== WORK INSTRUCTIONS ==
[1] According to the interview about the documentary Fuel, how many jobs does the auto industry cut each year on average?
[2] Please transcribe the passage of the Fuel interview starting at "JT: Exactly. Use" and ending at "interests at heart.".

== SELECTED EXTRACT ==
I was recently sent a Sundance Audience Award-winning documentary entitled Fuel, a film about the global and local repercussions of the world's addiction to oil. Filmmaker Josh Tickell has put together an informative and interesting movie; it's well balanced and courageous. You can check out the official website at your leisure, and hopefully enjoy my interview with alternative energy expert Josh Tickell in the meantime.
Laremy Legel: Your documentary mentions wind power as a tremendous alternative to oil.
Josh Tickell: Yeah, theoretically 100 percent of the electricity in the U.S. could be generated through wind.
LL: Are you in favor of the automaker bailout? Or do you think they should have been doing something different all along in terms of electric cars and more efficient gas mileage?
JT: I am absolutely not in favor of bailing out the auto industry. I feel that subsidizing a dead industry that's not giving consumers what they want, that has purposefully shifted technologies away from green and away from efficiency -- that's subsidizing the opposite of what we should be subsidizing.
And it's not a jobs issue. [People say] the issue with Detroit is there would be a lot of jobs lost. But nobody is cutting more employees than the auto industry. They cut, on average, 30,000 jobs per year. So why would we subsidize an industry that continues to cut jobs? It doesn't make sense. What makes sense is to create new development, new industry. To take those factories and reuse them. All of the manufacturing capacity exists in Detroit today to make 50 to 100 mile per gallon cars. But these automakers refuse to provide them to the American public. The same auto manufacturers are in fact producing 50 to 100 mile per gallon cars and shipping them to Europe or Japan.
LL: So you'd be in favor of subsidizing green companies with the money instead?
JT: Exactly. Use the money to create a new generation of auto manufacturers that will provide consumers with what they want. It's not rocket science. The money needs to be put to work with America's best interests at heart.
LL: Do you worry that if we get off Middle Eastern oil it will hurt human rights issues in the region?
JT: I think we have to be specific. We have to separate issues of democracy from petrodollars. There's no link between more money and civil rights. So any illusion that people have, that if we stop funneling trillions of dollars into hostile territories, that civil rights will take a turn for the worse hasn't studied Middle East policy.
The thing that hurts the democratic process the most is the corruption that comes with the way we set up the money system in those countries now. There's nothing more detrimental to human rights than the petrodollar economy that we've engaged these countries in.
LL: Do you think President-elect Obama is going to make huge changes as far as alternative energies go?
JT: I think he has the greatest opportunity for change that we've seen since John F. Kennedy was president. The difficulty for [President-elect] Obama, and the challenge for him and his administration, will be dealing with the corporate infrastructure that we have. And at the same time creating a new green economy. The hardest thing the Obama administration has to do is divorce the U.S. Economy from petrodollars and enjoin the U.S. economy to green dollars.

== RAW DATA ==
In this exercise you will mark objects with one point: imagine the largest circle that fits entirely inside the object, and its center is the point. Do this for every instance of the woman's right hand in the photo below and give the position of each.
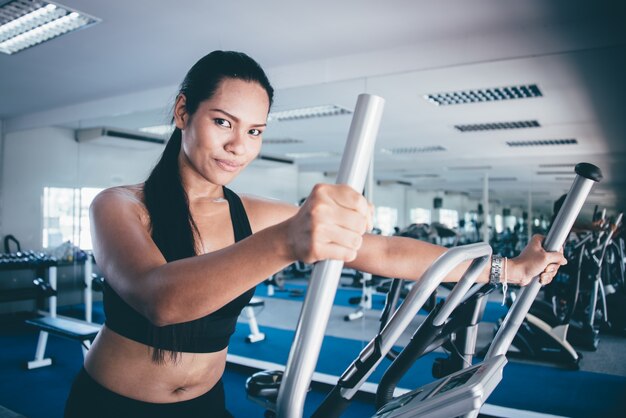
(329, 225)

== SET OF ANSWERS ==
[1] About 30,000 jobs per year.

[2]
JT: Exactly. Use the money to create a new generation of auto manufacturers that will provide consumers with what they want. It's not rocket science. The money needs to be put to work with America's best interests at heart.